> WHAT YOU WILL DO:
[a] Answer these questions using the article about Robert Skibo's stroke:
(i) What was Skibo doing when he suddenly fell?
(ii) What position does Dr. Jeffrey Farkas hold at Lutheran Medical Center?
(iii) According to Farkas, how long does the vacuum take to suction out the clots?
[b] Resume the article about Robert Skibo's stroke treatment, starting after its last sentence.

> EXERCISE TEXT:
╭──
Just a week before he was lifting weights, 78-year-old Robert Skibo's left side was completely paralyzed. He was shopping at Walgreens when he suddenly fell.

"I said, 'I'm having a freakin' stroke,'" Skibo says.

Skibo was rushed to Lutheran Medical Center's Stroke Center.

"When the blood stops going to part of the brain, the brain starts to die," says Dr. Jeffrey Farkas, director of interventional neuroradiology at Lutheran Medical Center. "The faster you can restore blood flow, the better the outcome."

In Skibo's case, and five other patients at Lutheran, the massive clot was removed in a matter of minutes.

A three dimension x-ray gives surgeons a road map, sort of like a GPS, to the clot that is causing the stroke.

"We clean off the area around the leg, and then we put a small needle into the artery," Farkas said.

They then weave the flexible 5-Max Ace Reperfusion catheter up to the clot location in the brain.

The tool is also wide enough to place a tube inside.

"Just by attaching it to a powerful vacuum, we can suction out the clots within one to two minutes, as opposed to one to two hours," Farkas says.

Lutheran is the first hospital in New York State and the second in the world to perform the procedure. It's currently part of an ongoing stroke treatment trial.

For Skibo, that saved time meant avoiding a life of constant medical care, or even death.
╰──
[Records from a dataset]
╭──
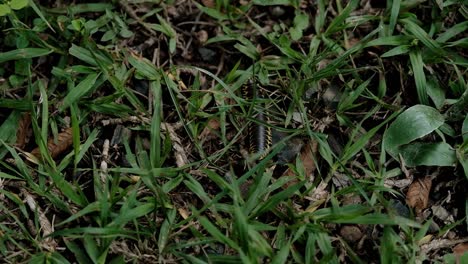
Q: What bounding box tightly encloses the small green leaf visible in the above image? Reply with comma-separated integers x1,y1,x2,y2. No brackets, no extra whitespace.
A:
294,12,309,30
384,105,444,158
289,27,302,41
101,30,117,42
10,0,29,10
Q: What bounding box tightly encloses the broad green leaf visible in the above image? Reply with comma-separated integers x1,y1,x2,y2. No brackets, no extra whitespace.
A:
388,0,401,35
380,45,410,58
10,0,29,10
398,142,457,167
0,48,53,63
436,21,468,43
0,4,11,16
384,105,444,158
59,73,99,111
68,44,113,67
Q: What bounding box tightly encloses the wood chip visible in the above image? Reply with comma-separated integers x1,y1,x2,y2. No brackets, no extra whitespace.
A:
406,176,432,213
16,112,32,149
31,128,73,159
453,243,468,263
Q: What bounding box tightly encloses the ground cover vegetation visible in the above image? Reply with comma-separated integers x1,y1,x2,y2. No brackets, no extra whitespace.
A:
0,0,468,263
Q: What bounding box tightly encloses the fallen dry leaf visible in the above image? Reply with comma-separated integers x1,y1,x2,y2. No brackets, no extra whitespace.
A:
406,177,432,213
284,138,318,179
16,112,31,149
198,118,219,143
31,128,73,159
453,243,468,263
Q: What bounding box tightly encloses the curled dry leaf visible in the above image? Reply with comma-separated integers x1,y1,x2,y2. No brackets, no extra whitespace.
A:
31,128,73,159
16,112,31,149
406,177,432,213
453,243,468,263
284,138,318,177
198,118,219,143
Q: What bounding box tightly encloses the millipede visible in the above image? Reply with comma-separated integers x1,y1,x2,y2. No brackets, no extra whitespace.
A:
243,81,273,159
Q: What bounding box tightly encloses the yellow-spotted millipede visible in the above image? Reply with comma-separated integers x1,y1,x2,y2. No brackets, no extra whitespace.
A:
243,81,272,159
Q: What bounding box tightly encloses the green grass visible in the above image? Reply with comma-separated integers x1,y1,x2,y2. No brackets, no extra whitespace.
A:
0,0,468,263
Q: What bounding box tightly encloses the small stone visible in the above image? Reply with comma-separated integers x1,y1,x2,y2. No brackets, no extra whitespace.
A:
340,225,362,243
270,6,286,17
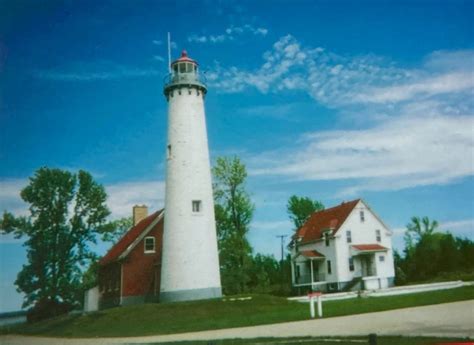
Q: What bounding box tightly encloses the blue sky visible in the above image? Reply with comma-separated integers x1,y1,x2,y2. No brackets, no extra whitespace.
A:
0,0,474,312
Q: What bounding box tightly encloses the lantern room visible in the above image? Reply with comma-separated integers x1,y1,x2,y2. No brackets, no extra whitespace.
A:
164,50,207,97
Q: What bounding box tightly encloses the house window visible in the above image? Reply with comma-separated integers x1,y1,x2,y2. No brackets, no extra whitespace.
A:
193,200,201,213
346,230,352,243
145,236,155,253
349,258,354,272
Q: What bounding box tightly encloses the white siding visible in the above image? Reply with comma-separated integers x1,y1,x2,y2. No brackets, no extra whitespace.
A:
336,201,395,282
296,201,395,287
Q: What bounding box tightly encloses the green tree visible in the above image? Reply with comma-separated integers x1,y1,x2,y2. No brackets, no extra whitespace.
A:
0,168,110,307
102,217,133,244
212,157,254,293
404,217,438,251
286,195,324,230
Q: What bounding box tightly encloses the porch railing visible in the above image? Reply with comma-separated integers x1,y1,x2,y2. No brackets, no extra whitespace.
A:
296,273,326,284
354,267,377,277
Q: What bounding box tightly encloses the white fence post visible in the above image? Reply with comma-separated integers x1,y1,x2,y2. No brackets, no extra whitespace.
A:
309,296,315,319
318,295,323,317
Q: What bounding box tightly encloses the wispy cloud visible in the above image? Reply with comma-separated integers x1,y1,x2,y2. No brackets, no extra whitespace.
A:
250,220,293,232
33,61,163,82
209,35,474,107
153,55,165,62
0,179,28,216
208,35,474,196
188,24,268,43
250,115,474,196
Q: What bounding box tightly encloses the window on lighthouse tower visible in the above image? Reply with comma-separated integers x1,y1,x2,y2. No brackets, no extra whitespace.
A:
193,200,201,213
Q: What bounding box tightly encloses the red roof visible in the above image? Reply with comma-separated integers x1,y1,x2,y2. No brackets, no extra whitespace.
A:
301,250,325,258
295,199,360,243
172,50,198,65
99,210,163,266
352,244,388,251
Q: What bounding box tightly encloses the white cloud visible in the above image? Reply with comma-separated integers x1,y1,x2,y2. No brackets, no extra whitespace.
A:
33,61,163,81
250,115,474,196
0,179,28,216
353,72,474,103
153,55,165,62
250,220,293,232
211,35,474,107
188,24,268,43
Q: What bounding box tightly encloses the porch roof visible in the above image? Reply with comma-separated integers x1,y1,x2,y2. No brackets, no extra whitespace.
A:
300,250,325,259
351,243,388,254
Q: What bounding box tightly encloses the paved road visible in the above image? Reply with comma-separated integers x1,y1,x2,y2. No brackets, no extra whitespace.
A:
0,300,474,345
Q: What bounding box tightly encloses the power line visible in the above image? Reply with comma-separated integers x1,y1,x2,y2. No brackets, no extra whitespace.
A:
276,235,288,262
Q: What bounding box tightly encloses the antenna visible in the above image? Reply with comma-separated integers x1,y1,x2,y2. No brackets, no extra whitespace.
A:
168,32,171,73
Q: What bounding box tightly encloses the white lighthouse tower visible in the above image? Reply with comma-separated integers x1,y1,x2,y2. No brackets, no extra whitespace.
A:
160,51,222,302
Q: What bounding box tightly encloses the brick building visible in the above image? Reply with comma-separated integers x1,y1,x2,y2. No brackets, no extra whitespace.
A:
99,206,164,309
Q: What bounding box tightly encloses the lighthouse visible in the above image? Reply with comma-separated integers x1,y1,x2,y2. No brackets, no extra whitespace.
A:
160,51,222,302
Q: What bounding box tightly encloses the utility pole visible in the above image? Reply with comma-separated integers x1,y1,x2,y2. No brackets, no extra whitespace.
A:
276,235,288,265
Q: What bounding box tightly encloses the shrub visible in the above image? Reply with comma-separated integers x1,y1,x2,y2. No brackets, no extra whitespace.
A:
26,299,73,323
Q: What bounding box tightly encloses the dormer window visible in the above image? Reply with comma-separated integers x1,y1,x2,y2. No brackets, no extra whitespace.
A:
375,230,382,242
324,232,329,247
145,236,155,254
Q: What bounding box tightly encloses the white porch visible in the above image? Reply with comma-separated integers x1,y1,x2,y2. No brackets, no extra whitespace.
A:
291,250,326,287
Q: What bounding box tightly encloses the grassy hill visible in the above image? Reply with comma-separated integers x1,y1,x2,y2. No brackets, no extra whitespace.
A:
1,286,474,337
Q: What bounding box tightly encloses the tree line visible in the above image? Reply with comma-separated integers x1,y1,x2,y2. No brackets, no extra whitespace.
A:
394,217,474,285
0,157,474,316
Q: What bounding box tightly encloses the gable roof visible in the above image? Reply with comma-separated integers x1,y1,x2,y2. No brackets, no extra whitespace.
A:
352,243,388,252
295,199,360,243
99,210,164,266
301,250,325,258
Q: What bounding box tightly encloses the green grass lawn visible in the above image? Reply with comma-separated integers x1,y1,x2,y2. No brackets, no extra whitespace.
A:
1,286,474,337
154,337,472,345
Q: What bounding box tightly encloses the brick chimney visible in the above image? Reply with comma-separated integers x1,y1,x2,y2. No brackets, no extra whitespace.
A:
╰──
> ANSWERS BY ITEM NUMBER:
[a]
(i) He was shopping at Walgreens.
(ii) He is director of interventional neuroradiology.
(iii) One to two minutes, as opposed to one to two hours.

[b]
"He'd probably need a feeding tube, not be able to eat on his own," says Dr. Salmon Azhar, director of the neurology department at Lutheran Medical Center. "This is how big that stroke was."

"I guess it wasn't my time or what," Skibo says, pointing to his doctor to show gratitude. "They probably saved me," he says.

Skibo, who isn't a part of the clinical trial, is lucky. In order to prove its efficacy, doctors can't perform the new procedure on every stroke patient.

"I feel like I hit the lotto," Skibo says.

The stroke team at Lutheran hopes the new catheter will eventually become commonplace.
With aging baby boomers, experts estimate that the number of strokes will reach 1 million per year in the U.S.

"If we can take just 25 percent of those people and get them to walk out of this hospital and go home, where they don't need anything else after that, that's millions of dollars of cost savings," Azhar says.